Work required:
An exact transcript of every entry is required, without any of the pictures.

Records for processing:
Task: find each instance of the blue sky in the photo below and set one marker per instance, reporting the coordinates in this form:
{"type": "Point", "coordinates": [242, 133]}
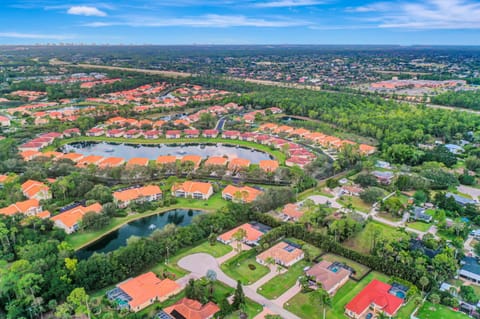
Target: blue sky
{"type": "Point", "coordinates": [403, 22]}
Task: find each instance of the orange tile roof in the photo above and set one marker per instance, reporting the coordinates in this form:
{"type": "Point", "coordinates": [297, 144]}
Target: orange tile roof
{"type": "Point", "coordinates": [268, 165]}
{"type": "Point", "coordinates": [278, 252]}
{"type": "Point", "coordinates": [73, 156]}
{"type": "Point", "coordinates": [248, 194]}
{"type": "Point", "coordinates": [196, 159]}
{"type": "Point", "coordinates": [111, 162]}
{"type": "Point", "coordinates": [146, 287]}
{"type": "Point", "coordinates": [192, 309]}
{"type": "Point", "coordinates": [134, 193]}
{"type": "Point", "coordinates": [74, 215]}
{"type": "Point", "coordinates": [238, 163]}
{"type": "Point", "coordinates": [216, 160]}
{"type": "Point", "coordinates": [193, 187]}
{"type": "Point", "coordinates": [141, 161]}
{"type": "Point", "coordinates": [166, 159]}
{"type": "Point", "coordinates": [252, 234]}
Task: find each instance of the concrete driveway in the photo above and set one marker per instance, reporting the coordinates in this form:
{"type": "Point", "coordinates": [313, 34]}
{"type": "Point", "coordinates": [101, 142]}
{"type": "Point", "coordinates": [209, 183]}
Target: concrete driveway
{"type": "Point", "coordinates": [199, 264]}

Task response:
Task: find each instance of the blue sky in the photo below and set one marker per instance, reporting the coordinates in this form:
{"type": "Point", "coordinates": [242, 133]}
Target: blue sky
{"type": "Point", "coordinates": [403, 22]}
Task: find each instance of the orange tile roof in the photo above and set one marker per instance, reporting the coordinates in this form:
{"type": "Point", "coordinates": [297, 144]}
Target: orange tile roof
{"type": "Point", "coordinates": [268, 165]}
{"type": "Point", "coordinates": [278, 252]}
{"type": "Point", "coordinates": [73, 156]}
{"type": "Point", "coordinates": [248, 194]}
{"type": "Point", "coordinates": [196, 159]}
{"type": "Point", "coordinates": [111, 162]}
{"type": "Point", "coordinates": [146, 287]}
{"type": "Point", "coordinates": [192, 309]}
{"type": "Point", "coordinates": [134, 193]}
{"type": "Point", "coordinates": [74, 215]}
{"type": "Point", "coordinates": [238, 163]}
{"type": "Point", "coordinates": [216, 160]}
{"type": "Point", "coordinates": [193, 187]}
{"type": "Point", "coordinates": [141, 161]}
{"type": "Point", "coordinates": [166, 159]}
{"type": "Point", "coordinates": [252, 234]}
Task: find each instance of the concrete driveway in the photo above and set one marker per instance, reporting the coordinates in this form:
{"type": "Point", "coordinates": [313, 34]}
{"type": "Point", "coordinates": [101, 142]}
{"type": "Point", "coordinates": [209, 183]}
Target: concrete driveway
{"type": "Point", "coordinates": [199, 264]}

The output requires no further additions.